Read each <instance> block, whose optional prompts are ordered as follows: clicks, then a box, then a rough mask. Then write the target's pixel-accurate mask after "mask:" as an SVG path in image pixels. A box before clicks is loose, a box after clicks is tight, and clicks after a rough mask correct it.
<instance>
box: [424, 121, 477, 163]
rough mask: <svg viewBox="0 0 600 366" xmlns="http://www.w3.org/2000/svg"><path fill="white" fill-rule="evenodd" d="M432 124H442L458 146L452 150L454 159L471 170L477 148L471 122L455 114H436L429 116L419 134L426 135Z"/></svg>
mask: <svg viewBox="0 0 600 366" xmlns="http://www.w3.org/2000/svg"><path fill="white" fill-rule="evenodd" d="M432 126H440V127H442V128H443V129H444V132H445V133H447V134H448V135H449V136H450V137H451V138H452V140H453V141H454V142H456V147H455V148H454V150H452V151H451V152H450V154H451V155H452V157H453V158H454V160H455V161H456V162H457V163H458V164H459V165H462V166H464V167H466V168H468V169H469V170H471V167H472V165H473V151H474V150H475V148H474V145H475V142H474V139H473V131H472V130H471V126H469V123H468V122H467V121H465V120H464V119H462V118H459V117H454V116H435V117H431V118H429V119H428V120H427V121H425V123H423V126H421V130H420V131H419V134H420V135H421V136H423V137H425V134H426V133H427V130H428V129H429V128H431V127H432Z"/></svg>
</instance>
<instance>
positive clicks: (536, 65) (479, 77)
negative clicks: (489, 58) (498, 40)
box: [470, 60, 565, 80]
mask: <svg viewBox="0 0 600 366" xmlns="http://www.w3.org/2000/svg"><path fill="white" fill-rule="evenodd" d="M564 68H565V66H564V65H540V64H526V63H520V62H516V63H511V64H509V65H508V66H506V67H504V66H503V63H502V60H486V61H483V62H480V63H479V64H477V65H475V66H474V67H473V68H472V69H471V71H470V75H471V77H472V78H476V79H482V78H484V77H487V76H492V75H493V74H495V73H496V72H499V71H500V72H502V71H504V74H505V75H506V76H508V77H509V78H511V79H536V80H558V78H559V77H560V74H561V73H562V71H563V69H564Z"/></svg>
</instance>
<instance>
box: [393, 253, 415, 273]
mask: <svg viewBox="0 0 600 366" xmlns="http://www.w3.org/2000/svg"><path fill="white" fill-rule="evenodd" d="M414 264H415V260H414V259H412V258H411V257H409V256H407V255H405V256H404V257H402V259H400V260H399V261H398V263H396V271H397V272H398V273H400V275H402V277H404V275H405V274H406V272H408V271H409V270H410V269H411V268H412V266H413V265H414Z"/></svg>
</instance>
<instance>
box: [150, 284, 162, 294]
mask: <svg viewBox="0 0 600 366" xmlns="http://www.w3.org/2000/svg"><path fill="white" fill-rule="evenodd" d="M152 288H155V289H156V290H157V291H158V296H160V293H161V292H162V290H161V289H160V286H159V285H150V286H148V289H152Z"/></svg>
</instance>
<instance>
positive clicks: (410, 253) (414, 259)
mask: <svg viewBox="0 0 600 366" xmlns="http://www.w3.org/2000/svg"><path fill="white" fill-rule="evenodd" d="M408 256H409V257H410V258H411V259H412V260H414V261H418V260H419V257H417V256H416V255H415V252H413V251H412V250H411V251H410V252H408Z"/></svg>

- - -

-- Your instructions --
Each line of the data is to be output exactly, with none skipped.

-- Task response --
Read each <instance> block, whose optional prompts are ordered as follows: clicks, then a box, then a rough mask. Then write the target's pixel-accurate mask after "mask:" as an SVG path in image pixels. A box before clicks is loose, a box after clicks is tight, and clicks after a rough mask correct it.
<instance>
box: [424, 121, 477, 163]
rough mask: <svg viewBox="0 0 600 366" xmlns="http://www.w3.org/2000/svg"><path fill="white" fill-rule="evenodd" d="M432 124H442L458 146L452 150L454 159L471 170L477 148L471 122L455 114H436L429 116L419 134L426 135Z"/></svg>
mask: <svg viewBox="0 0 600 366" xmlns="http://www.w3.org/2000/svg"><path fill="white" fill-rule="evenodd" d="M432 126H440V127H442V128H443V129H444V132H445V133H447V134H448V135H449V136H450V137H451V138H452V140H453V141H454V142H456V147H455V148H454V150H452V151H451V152H450V154H451V155H452V157H453V158H454V160H455V161H456V162H457V163H458V164H459V165H462V166H464V167H466V168H468V169H469V170H471V167H472V165H473V151H474V150H475V148H474V145H475V142H474V139H473V131H472V130H471V126H469V123H468V122H467V121H465V120H464V119H462V118H459V117H454V116H435V117H431V118H429V119H428V120H427V121H425V123H423V126H421V130H420V131H419V134H420V135H421V136H423V137H425V134H426V133H427V130H428V129H429V128H431V127H432Z"/></svg>
</instance>
<instance>
positive clicks: (536, 65) (479, 77)
negative clicks: (489, 58) (498, 40)
box: [470, 60, 565, 80]
mask: <svg viewBox="0 0 600 366" xmlns="http://www.w3.org/2000/svg"><path fill="white" fill-rule="evenodd" d="M564 68H565V66H564V65H540V64H526V63H520V62H516V63H511V64H509V65H508V66H506V67H504V66H503V63H502V60H486V61H483V62H480V63H479V64H477V65H475V66H474V67H473V68H472V69H471V71H470V75H471V77H472V78H476V79H482V78H484V77H487V76H492V75H493V74H495V73H496V72H499V71H500V72H502V71H504V74H505V75H506V76H508V77H509V78H511V79H536V80H558V78H559V77H560V74H561V73H562V71H563V69H564Z"/></svg>
</instance>
<instance>
box: [393, 253, 415, 273]
mask: <svg viewBox="0 0 600 366" xmlns="http://www.w3.org/2000/svg"><path fill="white" fill-rule="evenodd" d="M414 264H415V260H414V259H412V258H411V257H409V256H407V255H405V256H404V257H402V259H400V260H399V261H398V263H396V271H397V272H398V273H400V275H402V277H404V275H405V274H406V272H408V271H409V270H410V269H411V268H412V266H413V265H414Z"/></svg>
</instance>
<instance>
box: [150, 284, 162, 294]
mask: <svg viewBox="0 0 600 366" xmlns="http://www.w3.org/2000/svg"><path fill="white" fill-rule="evenodd" d="M152 288H155V289H156V290H157V291H158V296H160V293H161V292H162V290H161V289H160V286H159V285H150V286H148V289H152Z"/></svg>
</instance>
<instance>
positive clicks: (410, 253) (414, 259)
mask: <svg viewBox="0 0 600 366" xmlns="http://www.w3.org/2000/svg"><path fill="white" fill-rule="evenodd" d="M408 256H409V257H410V258H411V259H412V260H414V261H418V260H419V257H417V256H416V255H415V252H413V251H412V250H411V251H410V252H408Z"/></svg>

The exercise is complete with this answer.